**YOUR OBJECTIVE:** Please copy the records from the line that has "trace --target man's" through the line that has "80], [163, 67]]", swapping "sunglasses" for "eyewear" and keeping everything else the same. Leave the pictures out of your answer.

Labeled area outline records
-----
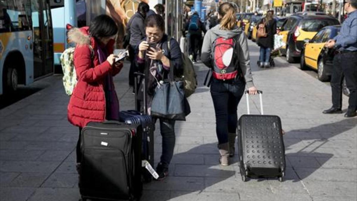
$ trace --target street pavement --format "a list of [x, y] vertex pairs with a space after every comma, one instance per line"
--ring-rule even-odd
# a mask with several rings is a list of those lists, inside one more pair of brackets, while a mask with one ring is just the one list
[[[170, 176], [145, 184], [141, 200], [357, 200], [357, 118], [322, 114], [331, 104], [329, 85], [281, 58], [275, 59], [275, 68], [260, 69], [257, 46], [250, 42], [250, 50], [254, 82], [263, 92], [264, 113], [279, 116], [286, 132], [285, 181], [243, 182], [236, 156], [230, 166], [219, 165], [213, 105], [209, 89], [203, 85], [207, 69], [198, 64], [199, 86], [188, 99], [192, 112], [186, 122], [176, 123]], [[134, 108], [127, 84], [129, 66], [126, 64], [115, 78], [121, 110]], [[78, 129], [67, 121], [69, 97], [61, 76], [41, 81], [51, 84], [0, 110], [1, 201], [80, 198], [75, 168]], [[347, 99], [344, 95], [343, 99], [345, 112]], [[246, 113], [245, 100], [239, 104], [239, 116]], [[258, 113], [258, 97], [251, 100], [251, 112]], [[161, 139], [156, 131], [155, 163]]]

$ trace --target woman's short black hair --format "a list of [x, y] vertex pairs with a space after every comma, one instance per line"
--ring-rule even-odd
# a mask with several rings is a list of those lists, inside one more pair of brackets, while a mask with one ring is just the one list
[[149, 10], [150, 7], [149, 5], [145, 2], [140, 2], [137, 6], [137, 11], [144, 15], [146, 14], [146, 13], [149, 12]]
[[97, 39], [110, 37], [117, 32], [118, 26], [115, 22], [106, 15], [100, 15], [94, 18], [89, 25], [91, 35]]
[[151, 15], [148, 16], [145, 20], [145, 27], [155, 26], [157, 26], [163, 31], [165, 30], [165, 22], [164, 18], [158, 14]]
[[165, 7], [164, 5], [161, 4], [158, 4], [154, 6], [154, 8], [156, 10], [156, 13], [159, 15], [163, 15], [165, 13]]
[[355, 8], [357, 9], [357, 0], [350, 0], [351, 5]]

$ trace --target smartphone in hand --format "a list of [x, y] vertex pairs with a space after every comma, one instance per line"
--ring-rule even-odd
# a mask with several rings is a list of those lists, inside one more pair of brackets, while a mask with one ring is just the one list
[[147, 44], [149, 45], [149, 50], [151, 50], [151, 48], [152, 48], [155, 50], [156, 49], [156, 45], [157, 44], [156, 43], [148, 42]]
[[119, 62], [123, 61], [129, 57], [129, 51], [128, 50], [119, 53], [117, 54], [114, 54], [115, 55], [115, 62]]

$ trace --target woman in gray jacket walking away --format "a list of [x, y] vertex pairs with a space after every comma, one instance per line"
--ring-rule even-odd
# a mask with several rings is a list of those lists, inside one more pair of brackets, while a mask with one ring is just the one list
[[[229, 165], [228, 157], [233, 156], [234, 154], [238, 103], [243, 96], [246, 85], [250, 94], [256, 94], [257, 90], [253, 83], [247, 37], [236, 25], [234, 7], [229, 3], [224, 3], [220, 6], [218, 13], [219, 24], [209, 30], [205, 36], [202, 60], [207, 67], [213, 70], [211, 94], [216, 114], [216, 130], [220, 154], [220, 163], [226, 166]], [[222, 43], [224, 41], [234, 41], [233, 46], [235, 49], [228, 65], [230, 72], [233, 72], [228, 76], [225, 70], [215, 74], [217, 66], [220, 65], [220, 59], [217, 59], [217, 54], [219, 53], [215, 52], [217, 52], [215, 50], [217, 49], [218, 41], [223, 41]], [[221, 60], [225, 65], [227, 64], [225, 58]], [[229, 78], [222, 79], [222, 77]]]

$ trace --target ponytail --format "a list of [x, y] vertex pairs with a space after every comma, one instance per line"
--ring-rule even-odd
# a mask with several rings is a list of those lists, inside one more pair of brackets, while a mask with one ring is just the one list
[[236, 26], [236, 10], [230, 3], [223, 3], [220, 6], [218, 10], [222, 18], [220, 24], [221, 29], [223, 30], [231, 30]]

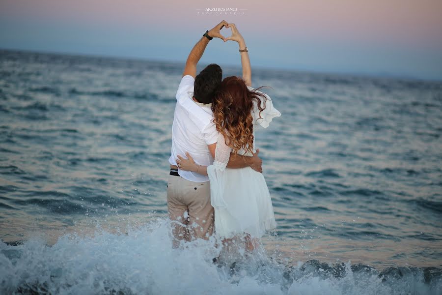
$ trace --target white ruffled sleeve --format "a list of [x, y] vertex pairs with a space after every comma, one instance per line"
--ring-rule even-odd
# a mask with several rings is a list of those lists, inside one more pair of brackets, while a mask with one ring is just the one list
[[214, 208], [227, 207], [227, 204], [222, 196], [224, 188], [227, 185], [225, 170], [231, 151], [232, 148], [225, 143], [224, 136], [219, 133], [215, 161], [213, 165], [207, 167], [207, 175], [210, 180], [210, 201]]
[[[251, 112], [252, 116], [253, 117], [253, 124], [259, 125], [264, 128], [267, 128], [269, 127], [269, 124], [272, 121], [272, 120], [273, 119], [273, 118], [280, 117], [281, 113], [276, 109], [276, 108], [273, 106], [273, 101], [269, 95], [259, 90], [257, 90], [250, 86], [248, 86], [247, 88], [249, 90], [263, 93], [267, 99], [265, 103], [265, 109], [261, 112], [260, 114], [259, 114], [260, 111], [259, 109], [258, 108], [257, 104], [255, 101], [253, 101], [253, 109]], [[263, 102], [261, 102], [261, 107], [264, 107]]]

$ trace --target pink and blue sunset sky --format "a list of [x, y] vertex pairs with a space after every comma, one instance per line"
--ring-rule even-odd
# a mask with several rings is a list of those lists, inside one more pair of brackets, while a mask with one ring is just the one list
[[[442, 80], [441, 0], [1, 0], [0, 48], [184, 62], [222, 19], [252, 66]], [[239, 65], [237, 50], [215, 40], [201, 61]]]

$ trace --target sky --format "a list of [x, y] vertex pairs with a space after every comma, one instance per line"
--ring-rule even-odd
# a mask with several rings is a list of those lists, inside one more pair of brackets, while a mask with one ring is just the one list
[[[222, 20], [252, 68], [442, 81], [441, 0], [0, 0], [0, 48], [184, 62]], [[201, 62], [240, 65], [238, 45], [214, 39]]]

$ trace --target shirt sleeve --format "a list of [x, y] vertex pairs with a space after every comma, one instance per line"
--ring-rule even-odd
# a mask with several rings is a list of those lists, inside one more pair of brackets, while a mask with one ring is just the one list
[[[258, 108], [256, 101], [253, 100], [253, 109], [252, 110], [251, 114], [253, 118], [253, 124], [259, 125], [264, 128], [267, 128], [269, 127], [269, 125], [272, 122], [273, 118], [280, 117], [281, 113], [276, 110], [276, 108], [273, 106], [273, 101], [269, 95], [259, 90], [257, 90], [250, 86], [248, 86], [248, 88], [249, 90], [253, 90], [253, 91], [263, 93], [267, 98], [265, 103], [265, 109], [262, 112], [261, 112]], [[261, 106], [264, 106], [261, 105]]]
[[215, 144], [218, 140], [218, 131], [214, 123], [211, 122], [202, 130], [203, 138], [207, 145]]
[[187, 91], [191, 90], [193, 87], [195, 79], [190, 75], [186, 75], [181, 79], [181, 82], [178, 86], [178, 90], [176, 91], [176, 99], [180, 101], [181, 99], [187, 98]]

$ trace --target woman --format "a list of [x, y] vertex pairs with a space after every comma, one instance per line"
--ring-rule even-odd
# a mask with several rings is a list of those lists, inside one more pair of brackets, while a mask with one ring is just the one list
[[216, 236], [226, 242], [245, 234], [246, 248], [251, 250], [257, 238], [276, 226], [269, 189], [262, 174], [250, 167], [226, 167], [230, 156], [253, 155], [255, 128], [266, 128], [280, 113], [268, 95], [250, 87], [251, 70], [244, 39], [234, 24], [226, 28], [231, 28], [232, 34], [224, 42], [231, 40], [239, 45], [243, 77], [225, 78], [215, 93], [212, 110], [219, 134], [214, 164], [196, 165], [188, 154], [187, 159], [178, 156], [177, 163], [181, 170], [209, 176]]

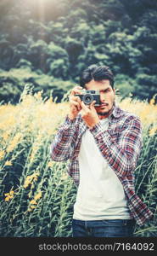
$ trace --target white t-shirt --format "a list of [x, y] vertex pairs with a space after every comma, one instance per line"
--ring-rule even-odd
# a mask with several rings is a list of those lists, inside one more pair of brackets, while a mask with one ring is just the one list
[[[109, 118], [100, 120], [108, 129]], [[102, 155], [89, 130], [82, 135], [78, 155], [80, 183], [73, 218], [81, 220], [131, 218], [124, 189]]]

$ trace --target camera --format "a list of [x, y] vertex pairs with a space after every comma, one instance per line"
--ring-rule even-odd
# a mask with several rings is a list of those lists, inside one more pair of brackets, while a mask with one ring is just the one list
[[94, 106], [100, 105], [99, 90], [81, 90], [81, 94], [76, 94], [76, 96], [79, 96], [86, 105], [91, 104], [93, 101], [96, 101]]

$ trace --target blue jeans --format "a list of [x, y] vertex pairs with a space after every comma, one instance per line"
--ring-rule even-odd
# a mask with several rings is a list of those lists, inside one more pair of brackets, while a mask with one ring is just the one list
[[78, 220], [72, 219], [73, 237], [131, 237], [133, 219]]

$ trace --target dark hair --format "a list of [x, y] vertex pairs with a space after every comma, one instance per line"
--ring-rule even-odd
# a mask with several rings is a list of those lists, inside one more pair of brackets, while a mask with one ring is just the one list
[[89, 66], [80, 77], [80, 85], [85, 87], [85, 84], [92, 79], [95, 81], [108, 79], [112, 88], [114, 88], [114, 74], [107, 66], [97, 66], [95, 64]]

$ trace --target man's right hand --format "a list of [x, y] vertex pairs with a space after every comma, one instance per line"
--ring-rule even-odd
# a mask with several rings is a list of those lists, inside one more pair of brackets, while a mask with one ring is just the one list
[[70, 100], [70, 113], [68, 117], [73, 120], [81, 110], [81, 100], [79, 96], [76, 96], [76, 94], [81, 94], [81, 90], [83, 88], [81, 86], [76, 86], [72, 89], [69, 100]]

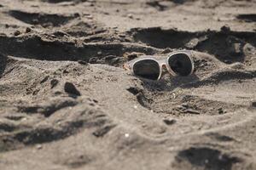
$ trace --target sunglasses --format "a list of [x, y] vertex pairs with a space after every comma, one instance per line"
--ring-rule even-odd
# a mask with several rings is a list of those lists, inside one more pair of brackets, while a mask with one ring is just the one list
[[172, 76], [186, 76], [193, 73], [194, 61], [192, 51], [177, 51], [166, 56], [144, 56], [124, 65], [135, 76], [150, 80], [160, 80], [163, 67]]

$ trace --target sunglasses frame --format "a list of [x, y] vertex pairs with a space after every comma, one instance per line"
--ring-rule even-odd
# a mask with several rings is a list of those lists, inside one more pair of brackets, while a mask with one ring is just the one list
[[193, 61], [193, 58], [192, 58], [194, 54], [193, 54], [192, 51], [189, 51], [189, 50], [180, 50], [180, 51], [172, 52], [172, 53], [168, 54], [167, 58], [166, 58], [166, 56], [154, 56], [153, 57], [153, 56], [150, 56], [150, 55], [146, 55], [146, 56], [140, 57], [140, 58], [135, 59], [133, 60], [131, 60], [127, 64], [125, 64], [124, 68], [126, 69], [126, 70], [131, 71], [132, 74], [136, 75], [136, 74], [134, 74], [134, 71], [133, 71], [133, 66], [136, 63], [137, 63], [139, 61], [142, 61], [142, 60], [154, 60], [155, 62], [157, 62], [158, 65], [159, 65], [160, 73], [159, 73], [159, 76], [156, 79], [156, 81], [160, 80], [163, 76], [163, 66], [166, 66], [167, 71], [172, 76], [178, 76], [178, 74], [175, 73], [174, 71], [172, 71], [172, 69], [169, 65], [168, 61], [169, 61], [169, 59], [172, 56], [173, 56], [174, 54], [186, 54], [189, 58], [189, 60], [191, 61], [191, 65], [192, 65], [192, 69], [191, 69], [191, 72], [188, 76], [191, 75], [194, 71], [194, 61]]

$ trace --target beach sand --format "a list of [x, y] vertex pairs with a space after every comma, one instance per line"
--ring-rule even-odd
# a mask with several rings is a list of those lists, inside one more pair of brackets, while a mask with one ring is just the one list
[[[0, 169], [256, 169], [255, 0], [1, 0]], [[122, 65], [189, 49], [160, 81]]]

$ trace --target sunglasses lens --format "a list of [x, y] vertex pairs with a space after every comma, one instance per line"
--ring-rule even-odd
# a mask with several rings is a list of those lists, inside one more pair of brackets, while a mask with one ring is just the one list
[[160, 66], [155, 60], [143, 60], [134, 64], [133, 72], [143, 78], [157, 80], [160, 75]]
[[193, 69], [193, 63], [185, 54], [176, 54], [172, 55], [168, 60], [171, 69], [179, 76], [189, 76]]

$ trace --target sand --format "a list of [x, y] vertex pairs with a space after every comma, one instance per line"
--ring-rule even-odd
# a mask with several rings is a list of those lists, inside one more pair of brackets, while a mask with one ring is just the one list
[[[0, 169], [256, 169], [255, 0], [1, 0]], [[122, 68], [195, 54], [160, 81]]]

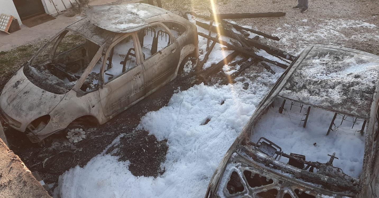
-----
**TASK RESPONSE:**
$ trace --target man's right hand --format "a list of [x, y] vertex pairs with a space after every comma, one instance per line"
--ring-rule even-odd
# a mask with several rings is a list of those lists, inside one more pair of brackets, while a mask with one ring is just the one list
[[70, 100], [70, 113], [68, 117], [73, 120], [81, 110], [81, 100], [79, 96], [76, 96], [76, 94], [81, 94], [81, 90], [83, 88], [81, 86], [76, 86], [72, 89], [69, 100]]

$ trace --target eyewear --format "a list of [x, y] vertex pairs with a space after every comma, one instance per line"
--ring-rule even-odd
# a mask with several rings is a list of those lists, inside one more pair of brackets, while a mask with one ring is just the one list
[[172, 76], [186, 76], [193, 73], [194, 61], [192, 51], [177, 51], [166, 56], [144, 56], [124, 65], [135, 76], [150, 80], [160, 80], [163, 67]]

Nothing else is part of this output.